EXERCISE — Each entry needs to be retyped exactly.

################

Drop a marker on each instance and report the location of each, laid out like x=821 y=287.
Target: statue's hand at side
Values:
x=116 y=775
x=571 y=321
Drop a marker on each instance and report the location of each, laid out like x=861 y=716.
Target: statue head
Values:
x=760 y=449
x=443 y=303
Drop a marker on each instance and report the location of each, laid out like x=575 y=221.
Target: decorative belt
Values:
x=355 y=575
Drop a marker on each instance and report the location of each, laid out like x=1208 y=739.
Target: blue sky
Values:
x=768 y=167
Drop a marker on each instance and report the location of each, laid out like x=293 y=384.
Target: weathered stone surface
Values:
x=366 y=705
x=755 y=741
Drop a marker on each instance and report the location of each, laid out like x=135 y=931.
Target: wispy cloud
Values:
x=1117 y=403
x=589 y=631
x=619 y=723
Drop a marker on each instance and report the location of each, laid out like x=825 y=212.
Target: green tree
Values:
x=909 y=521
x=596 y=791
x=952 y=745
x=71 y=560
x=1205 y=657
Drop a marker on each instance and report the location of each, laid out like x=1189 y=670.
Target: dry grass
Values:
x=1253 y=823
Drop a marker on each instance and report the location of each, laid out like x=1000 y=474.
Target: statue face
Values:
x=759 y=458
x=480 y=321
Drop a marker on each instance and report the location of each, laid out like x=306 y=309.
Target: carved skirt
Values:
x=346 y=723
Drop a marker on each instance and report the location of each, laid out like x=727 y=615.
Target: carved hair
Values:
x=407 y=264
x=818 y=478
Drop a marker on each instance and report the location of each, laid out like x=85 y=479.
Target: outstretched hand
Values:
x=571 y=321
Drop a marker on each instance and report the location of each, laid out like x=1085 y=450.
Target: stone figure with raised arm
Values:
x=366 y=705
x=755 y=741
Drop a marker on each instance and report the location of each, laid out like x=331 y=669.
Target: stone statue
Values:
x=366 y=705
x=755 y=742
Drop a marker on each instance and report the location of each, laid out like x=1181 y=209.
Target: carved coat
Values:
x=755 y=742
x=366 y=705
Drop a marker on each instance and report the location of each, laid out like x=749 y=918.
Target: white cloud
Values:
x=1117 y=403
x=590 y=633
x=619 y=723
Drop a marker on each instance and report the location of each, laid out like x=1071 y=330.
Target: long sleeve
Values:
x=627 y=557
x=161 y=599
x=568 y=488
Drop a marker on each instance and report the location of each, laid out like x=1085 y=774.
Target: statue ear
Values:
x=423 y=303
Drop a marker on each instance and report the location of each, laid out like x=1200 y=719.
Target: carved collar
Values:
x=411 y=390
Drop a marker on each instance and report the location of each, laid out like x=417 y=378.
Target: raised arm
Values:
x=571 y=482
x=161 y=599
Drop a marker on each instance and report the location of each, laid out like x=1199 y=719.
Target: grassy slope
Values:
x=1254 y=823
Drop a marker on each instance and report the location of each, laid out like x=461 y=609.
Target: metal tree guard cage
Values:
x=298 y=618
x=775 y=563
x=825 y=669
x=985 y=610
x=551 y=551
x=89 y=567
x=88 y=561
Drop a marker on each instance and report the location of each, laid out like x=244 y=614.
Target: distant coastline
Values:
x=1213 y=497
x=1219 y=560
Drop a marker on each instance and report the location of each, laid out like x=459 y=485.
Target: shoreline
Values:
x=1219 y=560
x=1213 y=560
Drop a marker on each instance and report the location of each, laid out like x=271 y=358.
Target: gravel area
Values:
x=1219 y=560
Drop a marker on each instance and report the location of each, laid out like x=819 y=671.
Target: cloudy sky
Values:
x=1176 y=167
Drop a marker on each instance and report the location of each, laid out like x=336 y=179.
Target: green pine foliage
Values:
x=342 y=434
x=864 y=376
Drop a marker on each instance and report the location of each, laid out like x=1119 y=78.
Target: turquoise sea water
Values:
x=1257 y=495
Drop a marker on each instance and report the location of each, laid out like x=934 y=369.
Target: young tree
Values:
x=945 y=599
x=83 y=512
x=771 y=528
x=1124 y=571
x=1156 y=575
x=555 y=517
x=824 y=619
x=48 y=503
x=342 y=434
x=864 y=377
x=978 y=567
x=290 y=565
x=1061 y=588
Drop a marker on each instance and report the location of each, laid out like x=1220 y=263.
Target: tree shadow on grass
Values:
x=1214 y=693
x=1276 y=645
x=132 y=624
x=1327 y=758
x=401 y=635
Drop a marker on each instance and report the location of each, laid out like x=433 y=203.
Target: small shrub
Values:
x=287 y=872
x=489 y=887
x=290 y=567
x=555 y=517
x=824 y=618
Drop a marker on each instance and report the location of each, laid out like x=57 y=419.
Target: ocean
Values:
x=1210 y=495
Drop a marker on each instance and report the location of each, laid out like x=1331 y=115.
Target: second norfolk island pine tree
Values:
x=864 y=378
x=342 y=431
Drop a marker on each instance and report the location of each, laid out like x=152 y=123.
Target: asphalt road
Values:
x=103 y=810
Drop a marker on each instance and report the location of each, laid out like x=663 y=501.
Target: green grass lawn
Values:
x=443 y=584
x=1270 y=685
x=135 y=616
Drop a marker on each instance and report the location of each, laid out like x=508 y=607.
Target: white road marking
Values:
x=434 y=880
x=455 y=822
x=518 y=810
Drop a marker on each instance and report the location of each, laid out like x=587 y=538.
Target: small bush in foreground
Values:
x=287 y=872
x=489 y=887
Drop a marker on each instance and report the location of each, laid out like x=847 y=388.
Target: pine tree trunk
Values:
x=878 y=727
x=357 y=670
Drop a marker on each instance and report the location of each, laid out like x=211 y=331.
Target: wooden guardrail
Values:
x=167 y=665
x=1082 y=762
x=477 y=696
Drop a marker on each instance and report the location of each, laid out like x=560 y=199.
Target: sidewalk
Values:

################

WRITTEN RESPONSE —
Drop a marker on each instance and report the location of each, laid out like x=821 y=287.
Target: statue's hand at side
Values:
x=116 y=775
x=571 y=321
Drop a marker on each instance and report the location of each, laid out like x=861 y=716.
Target: statue head
Values:
x=760 y=449
x=443 y=303
Drop a marker on each instance and report the location of each, laid out like x=575 y=221.
Target: decorative belt
Values:
x=355 y=575
Drop a marker on each instance and report the location of each, laid out like x=1208 y=739.
Target: blue sky
Values:
x=768 y=167
Drop a marker on each instance and report the location of each, laid out like x=293 y=384.
Target: weathered stone surface
Values:
x=366 y=705
x=755 y=741
Drop a marker on each instance and report the location of each, laid out like x=135 y=931.
Target: wispy cloud
Values:
x=1117 y=403
x=589 y=631
x=619 y=723
Drop a marker on each instance and report the location of each, laid out like x=825 y=212.
Target: green tree
Values:
x=909 y=521
x=596 y=791
x=952 y=745
x=71 y=560
x=1205 y=657
Drop a marker on each instance and report the location of each, laid out like x=1189 y=670.
Target: dry grass
Values:
x=1253 y=823
Drop a marker on each instance and report the location of each, laid out like x=1000 y=474.
Target: statue face
Values:
x=759 y=458
x=480 y=321
Drop a marker on each instance and report the location of each, laid out like x=306 y=309.
Target: carved skirt
Values:
x=346 y=723
Drop a marker on each instance and report the location of each, laid out like x=727 y=615.
Target: carved hair
Values:
x=407 y=264
x=818 y=478
Drop a marker on each instance and report the location of each, laid out like x=85 y=479.
Target: outstretched hand
Values:
x=571 y=321
Drop a marker on each instance and report the location of each, laid out like x=1085 y=450.
Target: stone figure with raised arm
Values:
x=366 y=705
x=755 y=741
Drop a marker on each instance and report the location of each, laid out like x=331 y=669.
Target: stone statue
Values:
x=366 y=705
x=755 y=742
Drop a marker on each instance and report the location of each, laid out like x=1181 y=209.
Target: carved coat
Values:
x=755 y=742
x=366 y=705
Drop a marker on each instance and report the location of each, laid out like x=749 y=918.
Target: white cloud
Values:
x=1117 y=403
x=590 y=633
x=619 y=723
Drop a marker on each instance and report the location of each, laid out like x=1071 y=330.
Target: long sleeve
Values:
x=627 y=557
x=161 y=599
x=568 y=488
Drop a marker on each instance and report the location of each, laid out like x=1085 y=774.
Target: statue ear
Values:
x=423 y=303
Drop a marker on each instance and report the location of each, laid out like x=1200 y=719.
Target: carved collar
Values:
x=411 y=390
Drop a marker on each instance and report the location of each, laid out like x=417 y=378.
Target: raised arm
Values:
x=571 y=482
x=161 y=599
Drop a marker on each instance and report the location of each, laid out like x=1199 y=719.
Target: grassy slope
Values:
x=1254 y=823
Drop a marker on each instance and report the location of each, laid out like x=461 y=609.
Target: metal tree guard cage
Values:
x=298 y=618
x=775 y=563
x=825 y=669
x=985 y=610
x=551 y=551
x=89 y=567
x=88 y=561
Drop a marker on each instance and report the location of each, laid out like x=244 y=614.
Target: distant coastline
Values:
x=1213 y=497
x=1219 y=560
Drop a marker on each instance and report the location of each, laid out like x=459 y=485.
Target: shoreline
Values:
x=1219 y=560
x=1213 y=560
Drop a marker on each instance and report the location of each, laid out like x=271 y=358.
Target: gravel area
Values:
x=1219 y=560
Drop a marker on each instance and report the location of each, laid out like x=819 y=671.
Target: cloudy sky
Values:
x=1176 y=167
Drop a marker on each instance and report the location of each, laid out like x=336 y=179.
Target: green pine foliage
Values:
x=342 y=434
x=864 y=376
Drop a marker on each instance and report the location of each, laid out like x=1119 y=78.
Target: turquoise sea water
Values:
x=1257 y=495
Drop a marker on each instance and report the location of each, laid out like x=934 y=369.
Target: young tree
Values:
x=945 y=599
x=83 y=512
x=771 y=528
x=1124 y=571
x=1156 y=575
x=555 y=517
x=824 y=619
x=48 y=503
x=342 y=434
x=864 y=377
x=978 y=567
x=290 y=565
x=1061 y=588
Drop a marker on each instance and report the location of each, laid out like x=1220 y=263.
Target: tree shadow on grass
Values:
x=1214 y=693
x=1276 y=645
x=132 y=624
x=1327 y=758
x=401 y=635
Drop a marker on each instance and report the location of each, laid out like x=433 y=203.
Target: small shrub
Values:
x=287 y=872
x=489 y=887
x=290 y=567
x=555 y=517
x=824 y=618
Drop a marker on each instance and report the location of each, laid out like x=57 y=419.
Target: ocean
Values:
x=1210 y=495
Drop a marker on each instance and report the location of each, laid out like x=1331 y=115.
Target: second norfolk island pine tree
Values:
x=864 y=378
x=342 y=431
Drop a marker on each instance and report the location of each, laid out like x=152 y=123.
Target: asphalt road
Values:
x=103 y=810
Drop a marker on each instance and report the location of each, laid out like x=663 y=501.
Target: green grass lawn
Values:
x=443 y=584
x=1270 y=685
x=135 y=616
Drop a marker on each instance and report the location of each, laid out like x=508 y=607.
Target: white road marking
Values:
x=434 y=880
x=455 y=822
x=518 y=810
Drop a marker on each instance and report the location of each, laid out like x=587 y=538.
Target: small bush in foreground
Values:
x=287 y=872
x=489 y=887
Drop a marker on each instance and report the location of each, laid out like x=847 y=388.
Target: pine tree trunk
Values:
x=878 y=727
x=357 y=670
Drop a marker on each instance and report the location of each, laid out like x=211 y=331.
Target: wooden guardrail
Values:
x=167 y=665
x=1082 y=762
x=477 y=696
Drop a marker on each instance and report the location of each, laid out like x=560 y=199.
Target: sidewalk
Values:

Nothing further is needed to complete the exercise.